◆ **EXTRAIT DU DOCUMENT**
Autres impressions de lecteurs

  « Pour lecteurs très avertis » (La Libre Belgique, 20/10/1954).

 

  « un bouquin qui vous prend aux fibres les plus cachées » (Points et contrepoints, sept-oct. 1955).

 

  « Une œuvre curieuse et fébrile qui ne vous laisse pas dormir en paix. » (Marcel Say, pas d’indication sur la revue ni sur la date).

Comparaisons avec d’autres œuvres

  « Et voici son premier roman, La Fuite, digne d’Alain-Fournier en personne. Quel plus bel éloge en faire ? » (R. Cuzacq, Le Républicain du Sud-Ouest, 21/10/1954).

 

  Pierre Paret, dans La Dordogne libre du 27/10/1954, compare le roman de Forton à L’espace d’une nuit, de Jean Cayrol, à cause de son héros qui évolue entre le crépuscule et l’aube. Mais il juge le personnage de Cayrol artificiel et sans épaisseur : « Ceux de Jean Forton, par contre, s’agitent, cherchent, déroutent peut-être les lecteurs sans imagination, mais qu’importe ! Ils portent en eux un je ne sais quoi auquel ils se reconnaissent, qui les authentifie et les rend sympathiques. »

Données d'ancrage de points sur image:
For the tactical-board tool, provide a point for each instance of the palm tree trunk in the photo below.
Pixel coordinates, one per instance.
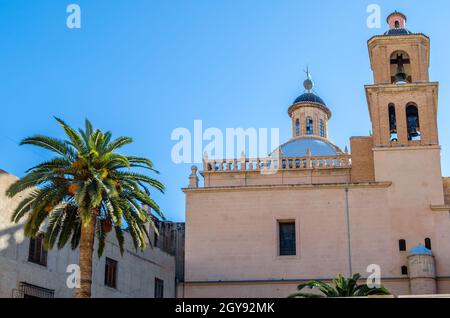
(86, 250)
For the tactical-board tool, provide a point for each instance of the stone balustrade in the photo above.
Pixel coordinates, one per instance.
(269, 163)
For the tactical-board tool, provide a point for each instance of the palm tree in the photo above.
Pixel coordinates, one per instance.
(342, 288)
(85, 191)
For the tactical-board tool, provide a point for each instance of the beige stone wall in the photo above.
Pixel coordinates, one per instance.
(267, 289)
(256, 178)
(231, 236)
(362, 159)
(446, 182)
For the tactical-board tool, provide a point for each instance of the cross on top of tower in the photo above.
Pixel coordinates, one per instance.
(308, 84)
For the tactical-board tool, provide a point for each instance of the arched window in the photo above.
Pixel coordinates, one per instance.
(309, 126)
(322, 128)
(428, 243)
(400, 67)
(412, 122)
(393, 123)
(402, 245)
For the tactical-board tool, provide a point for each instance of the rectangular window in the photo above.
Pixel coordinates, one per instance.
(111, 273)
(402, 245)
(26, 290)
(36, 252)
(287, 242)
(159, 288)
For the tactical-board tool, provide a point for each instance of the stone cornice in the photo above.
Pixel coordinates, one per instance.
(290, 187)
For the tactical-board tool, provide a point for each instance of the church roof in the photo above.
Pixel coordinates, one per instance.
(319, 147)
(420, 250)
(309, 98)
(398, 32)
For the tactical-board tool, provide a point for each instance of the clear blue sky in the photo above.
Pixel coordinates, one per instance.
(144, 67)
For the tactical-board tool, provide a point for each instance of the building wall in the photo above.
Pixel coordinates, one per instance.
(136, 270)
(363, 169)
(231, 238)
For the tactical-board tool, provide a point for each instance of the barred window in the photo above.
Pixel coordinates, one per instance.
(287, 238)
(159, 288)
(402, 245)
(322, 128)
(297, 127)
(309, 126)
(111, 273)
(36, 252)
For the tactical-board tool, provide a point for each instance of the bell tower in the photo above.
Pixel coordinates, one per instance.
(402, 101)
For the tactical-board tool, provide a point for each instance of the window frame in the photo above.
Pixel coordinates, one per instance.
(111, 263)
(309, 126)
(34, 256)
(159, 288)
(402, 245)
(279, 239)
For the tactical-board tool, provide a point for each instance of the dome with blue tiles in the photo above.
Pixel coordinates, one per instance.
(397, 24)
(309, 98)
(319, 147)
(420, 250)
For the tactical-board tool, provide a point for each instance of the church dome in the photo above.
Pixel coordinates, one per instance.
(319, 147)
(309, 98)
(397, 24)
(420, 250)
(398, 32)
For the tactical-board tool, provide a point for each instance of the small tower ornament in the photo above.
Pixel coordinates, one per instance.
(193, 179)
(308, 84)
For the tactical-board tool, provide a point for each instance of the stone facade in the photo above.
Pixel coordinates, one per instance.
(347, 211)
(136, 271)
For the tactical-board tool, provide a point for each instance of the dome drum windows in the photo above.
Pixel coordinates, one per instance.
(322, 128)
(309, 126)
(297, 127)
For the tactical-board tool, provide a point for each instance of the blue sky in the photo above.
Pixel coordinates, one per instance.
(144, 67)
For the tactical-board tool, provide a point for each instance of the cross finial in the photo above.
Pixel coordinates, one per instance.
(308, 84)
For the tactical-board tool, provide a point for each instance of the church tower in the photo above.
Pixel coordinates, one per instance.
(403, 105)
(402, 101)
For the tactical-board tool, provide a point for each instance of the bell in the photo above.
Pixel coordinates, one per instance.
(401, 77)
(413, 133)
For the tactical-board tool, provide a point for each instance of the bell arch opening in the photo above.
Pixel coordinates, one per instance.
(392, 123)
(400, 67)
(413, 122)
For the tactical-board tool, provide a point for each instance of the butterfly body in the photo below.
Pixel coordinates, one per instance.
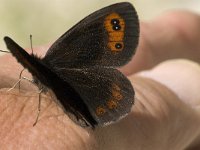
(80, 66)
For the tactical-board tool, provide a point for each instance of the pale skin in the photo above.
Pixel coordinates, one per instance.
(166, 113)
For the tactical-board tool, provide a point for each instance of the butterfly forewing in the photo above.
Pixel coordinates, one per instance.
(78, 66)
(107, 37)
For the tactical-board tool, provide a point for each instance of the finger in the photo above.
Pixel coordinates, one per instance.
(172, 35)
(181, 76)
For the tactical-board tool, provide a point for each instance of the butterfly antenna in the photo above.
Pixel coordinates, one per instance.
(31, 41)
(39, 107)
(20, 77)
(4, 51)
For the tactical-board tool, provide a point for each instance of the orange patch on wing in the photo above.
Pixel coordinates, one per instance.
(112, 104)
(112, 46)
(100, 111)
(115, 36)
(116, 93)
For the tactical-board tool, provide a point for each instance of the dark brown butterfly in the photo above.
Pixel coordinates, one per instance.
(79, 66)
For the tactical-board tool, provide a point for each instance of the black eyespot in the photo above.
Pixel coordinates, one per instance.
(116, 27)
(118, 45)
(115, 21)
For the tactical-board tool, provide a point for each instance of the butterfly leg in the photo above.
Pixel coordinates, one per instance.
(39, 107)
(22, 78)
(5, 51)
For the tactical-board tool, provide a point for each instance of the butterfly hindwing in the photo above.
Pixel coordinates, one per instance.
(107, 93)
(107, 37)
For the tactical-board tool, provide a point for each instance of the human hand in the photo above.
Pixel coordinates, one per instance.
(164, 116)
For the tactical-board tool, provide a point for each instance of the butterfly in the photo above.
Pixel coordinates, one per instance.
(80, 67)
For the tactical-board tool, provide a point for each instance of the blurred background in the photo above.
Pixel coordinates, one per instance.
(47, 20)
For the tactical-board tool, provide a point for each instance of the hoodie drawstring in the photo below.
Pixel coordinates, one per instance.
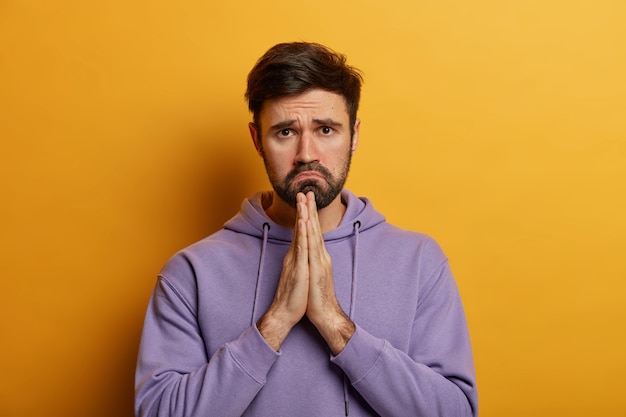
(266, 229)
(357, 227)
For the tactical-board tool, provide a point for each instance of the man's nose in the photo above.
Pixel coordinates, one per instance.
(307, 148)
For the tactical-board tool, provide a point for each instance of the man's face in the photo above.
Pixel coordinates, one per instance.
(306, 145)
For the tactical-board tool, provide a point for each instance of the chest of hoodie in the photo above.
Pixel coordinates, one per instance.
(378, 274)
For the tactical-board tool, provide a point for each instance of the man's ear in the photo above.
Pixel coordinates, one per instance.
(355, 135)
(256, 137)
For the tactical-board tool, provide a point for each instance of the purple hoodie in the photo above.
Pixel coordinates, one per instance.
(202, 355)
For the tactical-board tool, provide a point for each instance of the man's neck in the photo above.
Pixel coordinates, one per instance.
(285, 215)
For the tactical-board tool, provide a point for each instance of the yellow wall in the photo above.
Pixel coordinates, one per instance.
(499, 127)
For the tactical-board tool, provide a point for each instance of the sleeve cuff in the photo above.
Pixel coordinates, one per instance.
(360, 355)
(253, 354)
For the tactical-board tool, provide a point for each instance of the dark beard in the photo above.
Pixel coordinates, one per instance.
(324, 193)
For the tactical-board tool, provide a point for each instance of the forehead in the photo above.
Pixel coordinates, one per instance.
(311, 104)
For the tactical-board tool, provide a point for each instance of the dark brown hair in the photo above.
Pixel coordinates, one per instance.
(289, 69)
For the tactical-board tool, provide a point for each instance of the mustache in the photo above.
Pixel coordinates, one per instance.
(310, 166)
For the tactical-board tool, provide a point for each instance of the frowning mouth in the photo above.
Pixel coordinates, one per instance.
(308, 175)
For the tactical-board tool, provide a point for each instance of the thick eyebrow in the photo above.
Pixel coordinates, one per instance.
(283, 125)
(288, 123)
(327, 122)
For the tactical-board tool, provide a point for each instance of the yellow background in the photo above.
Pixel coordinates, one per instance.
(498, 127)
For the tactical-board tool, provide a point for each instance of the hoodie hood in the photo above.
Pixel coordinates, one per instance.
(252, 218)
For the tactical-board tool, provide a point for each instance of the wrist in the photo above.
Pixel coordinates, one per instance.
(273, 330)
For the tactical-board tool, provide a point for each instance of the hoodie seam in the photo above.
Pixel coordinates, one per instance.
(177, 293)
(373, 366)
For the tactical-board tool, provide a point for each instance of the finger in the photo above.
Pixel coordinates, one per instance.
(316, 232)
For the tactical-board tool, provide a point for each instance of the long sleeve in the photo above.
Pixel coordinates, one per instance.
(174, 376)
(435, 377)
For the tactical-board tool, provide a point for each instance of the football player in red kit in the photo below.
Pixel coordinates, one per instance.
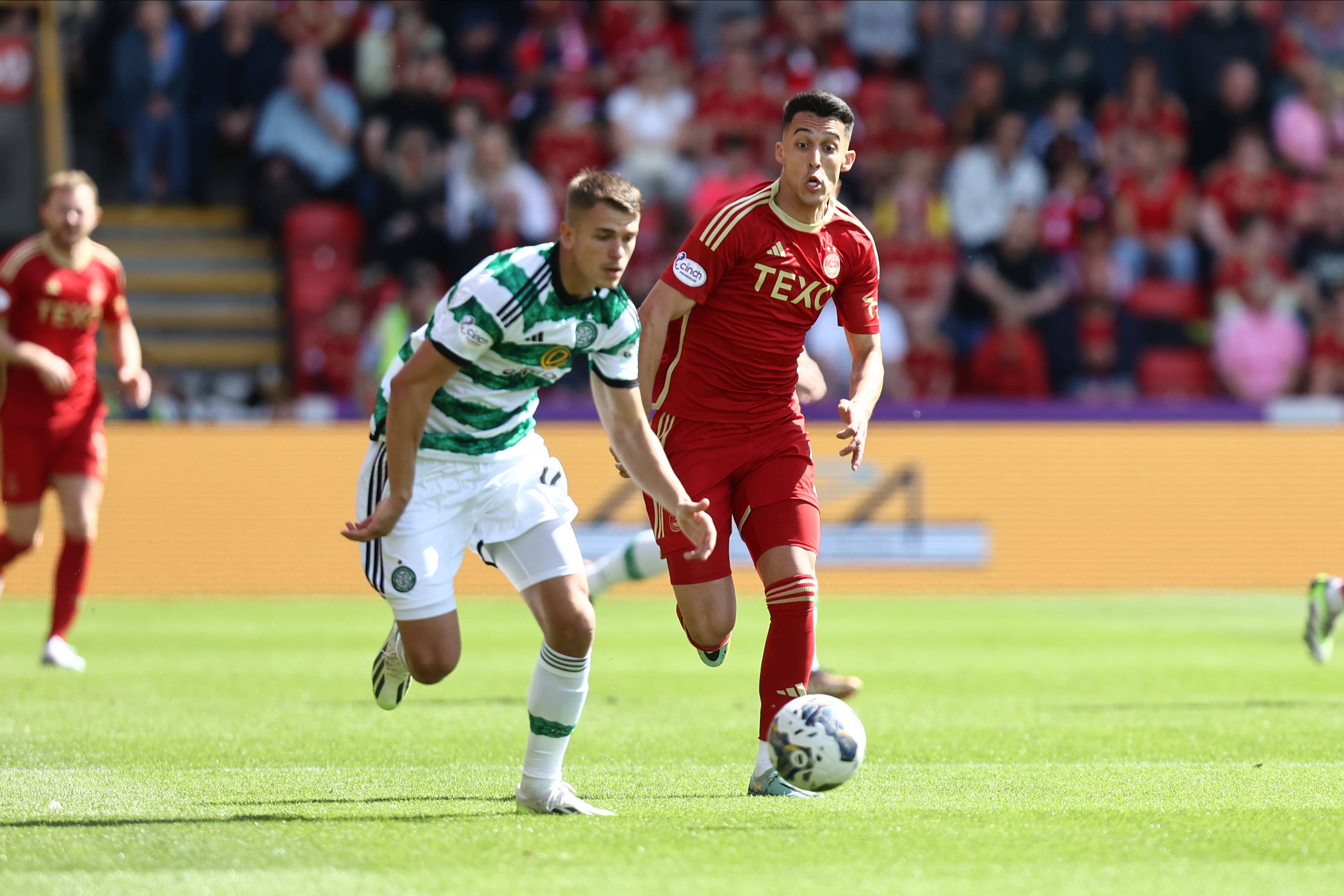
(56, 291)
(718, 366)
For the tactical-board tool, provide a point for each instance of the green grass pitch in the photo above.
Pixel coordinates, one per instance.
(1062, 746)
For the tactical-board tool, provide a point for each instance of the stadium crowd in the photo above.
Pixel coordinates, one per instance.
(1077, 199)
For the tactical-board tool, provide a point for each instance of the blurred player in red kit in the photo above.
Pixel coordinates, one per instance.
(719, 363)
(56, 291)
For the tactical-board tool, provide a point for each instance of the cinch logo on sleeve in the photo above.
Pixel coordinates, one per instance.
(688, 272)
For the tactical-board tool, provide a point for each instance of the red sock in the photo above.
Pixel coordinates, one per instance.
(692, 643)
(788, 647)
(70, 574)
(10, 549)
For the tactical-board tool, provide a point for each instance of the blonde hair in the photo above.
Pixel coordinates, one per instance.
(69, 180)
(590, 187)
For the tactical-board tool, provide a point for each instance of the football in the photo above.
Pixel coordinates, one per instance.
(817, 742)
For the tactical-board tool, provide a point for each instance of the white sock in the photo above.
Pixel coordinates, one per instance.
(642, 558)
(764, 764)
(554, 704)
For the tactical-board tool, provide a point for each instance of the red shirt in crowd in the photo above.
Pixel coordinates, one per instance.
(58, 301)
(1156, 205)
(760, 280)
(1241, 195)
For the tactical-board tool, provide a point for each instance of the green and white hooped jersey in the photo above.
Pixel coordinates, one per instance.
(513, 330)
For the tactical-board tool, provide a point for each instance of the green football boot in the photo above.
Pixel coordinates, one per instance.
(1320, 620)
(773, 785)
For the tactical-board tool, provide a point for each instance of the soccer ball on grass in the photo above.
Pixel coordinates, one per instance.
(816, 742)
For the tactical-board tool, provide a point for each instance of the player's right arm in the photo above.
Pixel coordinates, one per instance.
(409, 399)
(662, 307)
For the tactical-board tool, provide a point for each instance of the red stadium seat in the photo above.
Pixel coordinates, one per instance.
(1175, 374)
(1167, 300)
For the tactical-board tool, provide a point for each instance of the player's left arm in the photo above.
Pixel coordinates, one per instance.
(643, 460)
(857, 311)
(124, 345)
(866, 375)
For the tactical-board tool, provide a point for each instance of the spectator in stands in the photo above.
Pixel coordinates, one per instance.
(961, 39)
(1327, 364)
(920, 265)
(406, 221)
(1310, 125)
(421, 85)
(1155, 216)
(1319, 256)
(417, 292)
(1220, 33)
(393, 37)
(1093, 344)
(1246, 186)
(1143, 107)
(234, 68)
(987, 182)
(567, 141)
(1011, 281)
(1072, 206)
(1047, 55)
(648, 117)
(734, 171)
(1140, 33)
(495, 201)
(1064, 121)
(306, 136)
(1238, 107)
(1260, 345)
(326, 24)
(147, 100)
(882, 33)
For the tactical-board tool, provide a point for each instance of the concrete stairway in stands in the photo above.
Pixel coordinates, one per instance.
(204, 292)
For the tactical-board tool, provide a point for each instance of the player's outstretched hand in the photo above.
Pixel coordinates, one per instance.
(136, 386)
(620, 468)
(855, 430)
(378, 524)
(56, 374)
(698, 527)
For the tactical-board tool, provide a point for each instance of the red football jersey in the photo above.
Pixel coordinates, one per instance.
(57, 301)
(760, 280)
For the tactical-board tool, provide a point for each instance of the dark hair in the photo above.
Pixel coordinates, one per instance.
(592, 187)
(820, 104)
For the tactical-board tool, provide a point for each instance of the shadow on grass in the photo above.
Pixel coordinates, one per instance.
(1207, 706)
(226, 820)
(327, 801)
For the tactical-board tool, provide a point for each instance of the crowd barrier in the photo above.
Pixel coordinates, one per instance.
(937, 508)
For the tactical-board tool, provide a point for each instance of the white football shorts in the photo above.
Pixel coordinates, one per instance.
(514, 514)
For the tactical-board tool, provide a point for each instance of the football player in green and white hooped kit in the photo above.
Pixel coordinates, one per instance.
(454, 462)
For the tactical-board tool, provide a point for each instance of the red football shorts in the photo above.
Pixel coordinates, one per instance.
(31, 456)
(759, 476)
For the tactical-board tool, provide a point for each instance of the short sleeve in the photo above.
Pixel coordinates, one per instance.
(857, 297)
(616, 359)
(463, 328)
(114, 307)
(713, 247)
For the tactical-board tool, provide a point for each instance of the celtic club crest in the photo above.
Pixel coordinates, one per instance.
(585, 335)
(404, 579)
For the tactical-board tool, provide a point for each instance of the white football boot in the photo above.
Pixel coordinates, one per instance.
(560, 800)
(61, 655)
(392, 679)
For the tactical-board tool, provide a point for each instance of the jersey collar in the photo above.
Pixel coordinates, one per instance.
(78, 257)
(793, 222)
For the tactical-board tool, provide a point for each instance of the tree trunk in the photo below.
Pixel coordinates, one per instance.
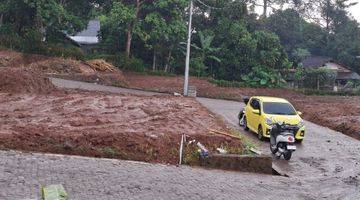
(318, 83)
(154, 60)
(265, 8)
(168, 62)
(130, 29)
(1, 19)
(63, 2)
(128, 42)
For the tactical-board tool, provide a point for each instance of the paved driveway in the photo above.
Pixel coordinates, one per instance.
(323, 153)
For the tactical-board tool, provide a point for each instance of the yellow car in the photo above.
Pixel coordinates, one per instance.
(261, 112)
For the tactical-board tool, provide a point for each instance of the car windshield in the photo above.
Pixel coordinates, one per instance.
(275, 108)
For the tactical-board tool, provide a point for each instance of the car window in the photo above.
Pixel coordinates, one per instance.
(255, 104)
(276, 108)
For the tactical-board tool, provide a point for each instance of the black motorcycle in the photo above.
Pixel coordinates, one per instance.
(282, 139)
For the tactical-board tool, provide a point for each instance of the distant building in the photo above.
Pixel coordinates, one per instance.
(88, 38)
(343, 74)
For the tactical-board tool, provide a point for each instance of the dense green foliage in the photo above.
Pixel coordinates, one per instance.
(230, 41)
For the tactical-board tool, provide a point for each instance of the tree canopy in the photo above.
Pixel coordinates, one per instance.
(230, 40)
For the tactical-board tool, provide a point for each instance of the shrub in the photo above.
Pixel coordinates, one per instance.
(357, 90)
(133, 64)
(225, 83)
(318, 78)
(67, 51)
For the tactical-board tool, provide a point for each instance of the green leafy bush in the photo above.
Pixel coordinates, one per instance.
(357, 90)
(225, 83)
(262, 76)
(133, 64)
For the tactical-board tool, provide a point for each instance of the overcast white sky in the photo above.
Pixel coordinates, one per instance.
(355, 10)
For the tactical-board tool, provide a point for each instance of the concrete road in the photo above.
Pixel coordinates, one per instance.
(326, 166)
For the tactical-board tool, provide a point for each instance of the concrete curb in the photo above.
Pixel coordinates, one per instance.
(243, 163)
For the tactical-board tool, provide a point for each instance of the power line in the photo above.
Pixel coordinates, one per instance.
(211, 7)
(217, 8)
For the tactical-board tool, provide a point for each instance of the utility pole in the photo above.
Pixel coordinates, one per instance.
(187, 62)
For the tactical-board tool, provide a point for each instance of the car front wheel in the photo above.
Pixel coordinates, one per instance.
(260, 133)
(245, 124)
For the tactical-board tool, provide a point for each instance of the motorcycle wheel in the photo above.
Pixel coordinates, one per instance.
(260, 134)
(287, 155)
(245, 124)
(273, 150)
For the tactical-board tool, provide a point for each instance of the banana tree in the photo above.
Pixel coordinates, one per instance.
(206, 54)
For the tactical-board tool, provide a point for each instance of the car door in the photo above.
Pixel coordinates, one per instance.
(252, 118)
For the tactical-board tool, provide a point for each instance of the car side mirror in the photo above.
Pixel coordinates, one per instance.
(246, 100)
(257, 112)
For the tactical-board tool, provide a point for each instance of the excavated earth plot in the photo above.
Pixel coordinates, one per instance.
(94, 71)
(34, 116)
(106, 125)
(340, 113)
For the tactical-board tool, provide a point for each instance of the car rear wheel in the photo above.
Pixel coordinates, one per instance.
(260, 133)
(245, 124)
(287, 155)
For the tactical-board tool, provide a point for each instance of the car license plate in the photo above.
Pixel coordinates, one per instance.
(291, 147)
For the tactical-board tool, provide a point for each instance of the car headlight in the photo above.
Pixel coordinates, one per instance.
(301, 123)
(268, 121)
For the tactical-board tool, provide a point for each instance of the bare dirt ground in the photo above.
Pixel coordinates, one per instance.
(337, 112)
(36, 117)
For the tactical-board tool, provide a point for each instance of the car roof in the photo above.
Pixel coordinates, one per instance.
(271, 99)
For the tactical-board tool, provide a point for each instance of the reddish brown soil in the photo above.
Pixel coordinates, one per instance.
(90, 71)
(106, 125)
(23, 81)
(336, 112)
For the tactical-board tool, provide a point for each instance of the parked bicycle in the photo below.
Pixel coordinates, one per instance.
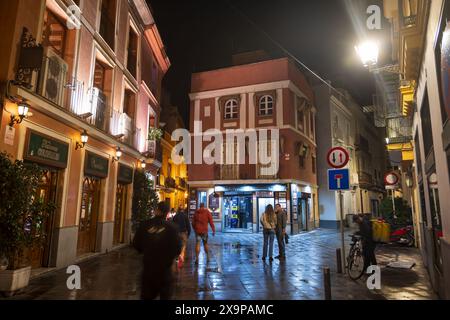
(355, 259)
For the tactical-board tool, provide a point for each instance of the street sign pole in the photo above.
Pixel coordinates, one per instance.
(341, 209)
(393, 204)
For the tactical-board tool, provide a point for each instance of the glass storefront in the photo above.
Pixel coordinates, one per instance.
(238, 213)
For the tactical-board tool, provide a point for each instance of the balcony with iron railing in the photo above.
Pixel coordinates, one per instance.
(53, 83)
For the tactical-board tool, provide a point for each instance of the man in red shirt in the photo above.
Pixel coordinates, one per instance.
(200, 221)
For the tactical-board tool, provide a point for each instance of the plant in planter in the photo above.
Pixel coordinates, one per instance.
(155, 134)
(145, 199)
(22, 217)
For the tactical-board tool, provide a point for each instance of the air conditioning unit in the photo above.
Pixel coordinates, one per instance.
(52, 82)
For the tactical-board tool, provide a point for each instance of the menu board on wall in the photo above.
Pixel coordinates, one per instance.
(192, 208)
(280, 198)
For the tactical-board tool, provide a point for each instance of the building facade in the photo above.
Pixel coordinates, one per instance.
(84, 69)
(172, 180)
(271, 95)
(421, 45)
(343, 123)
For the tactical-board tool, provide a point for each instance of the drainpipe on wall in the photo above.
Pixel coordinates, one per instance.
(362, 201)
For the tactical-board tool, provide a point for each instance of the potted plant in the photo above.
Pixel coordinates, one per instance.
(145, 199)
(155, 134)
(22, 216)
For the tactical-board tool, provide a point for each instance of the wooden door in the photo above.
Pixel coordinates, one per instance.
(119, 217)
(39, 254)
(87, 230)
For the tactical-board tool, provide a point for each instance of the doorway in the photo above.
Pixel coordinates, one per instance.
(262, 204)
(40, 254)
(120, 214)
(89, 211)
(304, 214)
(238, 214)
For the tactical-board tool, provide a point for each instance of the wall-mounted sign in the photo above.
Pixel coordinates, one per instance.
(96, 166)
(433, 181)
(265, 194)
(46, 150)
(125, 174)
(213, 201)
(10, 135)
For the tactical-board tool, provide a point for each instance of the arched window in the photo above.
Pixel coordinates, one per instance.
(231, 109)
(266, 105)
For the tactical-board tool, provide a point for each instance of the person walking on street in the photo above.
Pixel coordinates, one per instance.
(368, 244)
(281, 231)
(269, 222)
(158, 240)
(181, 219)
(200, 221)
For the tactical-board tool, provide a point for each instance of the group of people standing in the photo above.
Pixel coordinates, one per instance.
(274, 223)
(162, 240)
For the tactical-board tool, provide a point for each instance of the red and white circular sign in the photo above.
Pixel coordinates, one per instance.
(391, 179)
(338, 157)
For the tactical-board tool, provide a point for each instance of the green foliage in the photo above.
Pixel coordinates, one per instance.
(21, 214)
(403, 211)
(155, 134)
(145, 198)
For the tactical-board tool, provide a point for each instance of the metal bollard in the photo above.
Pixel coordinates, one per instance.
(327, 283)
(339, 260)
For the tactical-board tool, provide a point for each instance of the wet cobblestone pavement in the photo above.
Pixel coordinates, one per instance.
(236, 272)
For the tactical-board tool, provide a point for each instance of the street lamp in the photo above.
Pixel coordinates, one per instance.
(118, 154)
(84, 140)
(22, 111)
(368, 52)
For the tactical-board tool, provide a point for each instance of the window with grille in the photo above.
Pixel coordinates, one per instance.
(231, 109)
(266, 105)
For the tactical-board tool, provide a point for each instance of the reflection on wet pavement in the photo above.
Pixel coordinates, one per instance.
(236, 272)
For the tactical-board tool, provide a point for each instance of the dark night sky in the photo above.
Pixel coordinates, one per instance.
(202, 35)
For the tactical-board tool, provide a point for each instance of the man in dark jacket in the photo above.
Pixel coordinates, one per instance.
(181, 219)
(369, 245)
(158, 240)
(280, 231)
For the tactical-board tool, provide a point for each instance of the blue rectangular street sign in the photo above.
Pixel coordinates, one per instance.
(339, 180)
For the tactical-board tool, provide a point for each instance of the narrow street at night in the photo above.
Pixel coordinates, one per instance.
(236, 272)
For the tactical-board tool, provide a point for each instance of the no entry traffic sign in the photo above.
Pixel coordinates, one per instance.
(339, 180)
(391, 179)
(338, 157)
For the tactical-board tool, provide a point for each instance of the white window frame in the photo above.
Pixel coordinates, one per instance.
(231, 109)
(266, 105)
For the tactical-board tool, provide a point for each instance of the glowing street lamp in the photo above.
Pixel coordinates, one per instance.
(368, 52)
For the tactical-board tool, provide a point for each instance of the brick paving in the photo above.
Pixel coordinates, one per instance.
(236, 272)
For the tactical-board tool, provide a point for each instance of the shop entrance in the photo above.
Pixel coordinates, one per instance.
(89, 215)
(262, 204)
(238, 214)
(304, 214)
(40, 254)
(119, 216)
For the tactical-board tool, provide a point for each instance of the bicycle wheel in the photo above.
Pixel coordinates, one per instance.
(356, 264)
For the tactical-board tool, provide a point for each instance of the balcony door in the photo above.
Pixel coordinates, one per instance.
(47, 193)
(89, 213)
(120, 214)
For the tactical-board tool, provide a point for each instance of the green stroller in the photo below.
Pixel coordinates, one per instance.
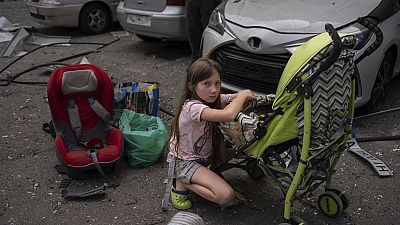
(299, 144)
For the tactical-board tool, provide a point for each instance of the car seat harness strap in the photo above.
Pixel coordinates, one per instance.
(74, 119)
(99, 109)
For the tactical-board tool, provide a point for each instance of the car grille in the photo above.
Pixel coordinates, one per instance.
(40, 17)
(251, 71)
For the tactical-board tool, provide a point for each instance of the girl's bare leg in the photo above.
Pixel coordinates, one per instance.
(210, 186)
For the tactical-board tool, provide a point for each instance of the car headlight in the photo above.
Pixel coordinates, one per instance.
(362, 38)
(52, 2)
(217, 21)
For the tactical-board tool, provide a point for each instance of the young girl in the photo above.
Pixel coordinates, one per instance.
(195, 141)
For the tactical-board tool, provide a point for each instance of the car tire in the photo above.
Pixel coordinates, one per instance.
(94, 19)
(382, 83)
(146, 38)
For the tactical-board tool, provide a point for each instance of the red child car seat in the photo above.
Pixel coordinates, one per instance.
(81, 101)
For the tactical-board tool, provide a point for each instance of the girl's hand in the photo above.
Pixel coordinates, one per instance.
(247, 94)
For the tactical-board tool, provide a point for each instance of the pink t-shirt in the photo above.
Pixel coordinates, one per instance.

◆ **TÂCHE 1**
Citez le passage sur La Fuite depuis « Comparaisons avec d’autres » jusqu'à « du Sud-Ouest, 21/10/1954). » inclus.
◆ **TÂCHE 2**
Traduisez en anglais, s'il vous plaît, cette phrase du passage sur La Fuite : « Une œuvre curieuse et fébrile qui ne vous laisse pas dormir en paix. »
Les enregistrements n'ont aucun rôle ici.

◆ **VOTRE RÉPONSE 1**
Comparaisons avec d’autres œuvres

  « Et voici son premier roman, La Fuite, digne d’Alain-Fournier en personne. Quel plus bel éloge en faire ? » (R. Cuzacq, Le Républicain du Sud-Ouest, 21/10/1954).

◆ **VOTRE RÉPONSE 2**
A curious and feverish work that does not let you sleep in peace.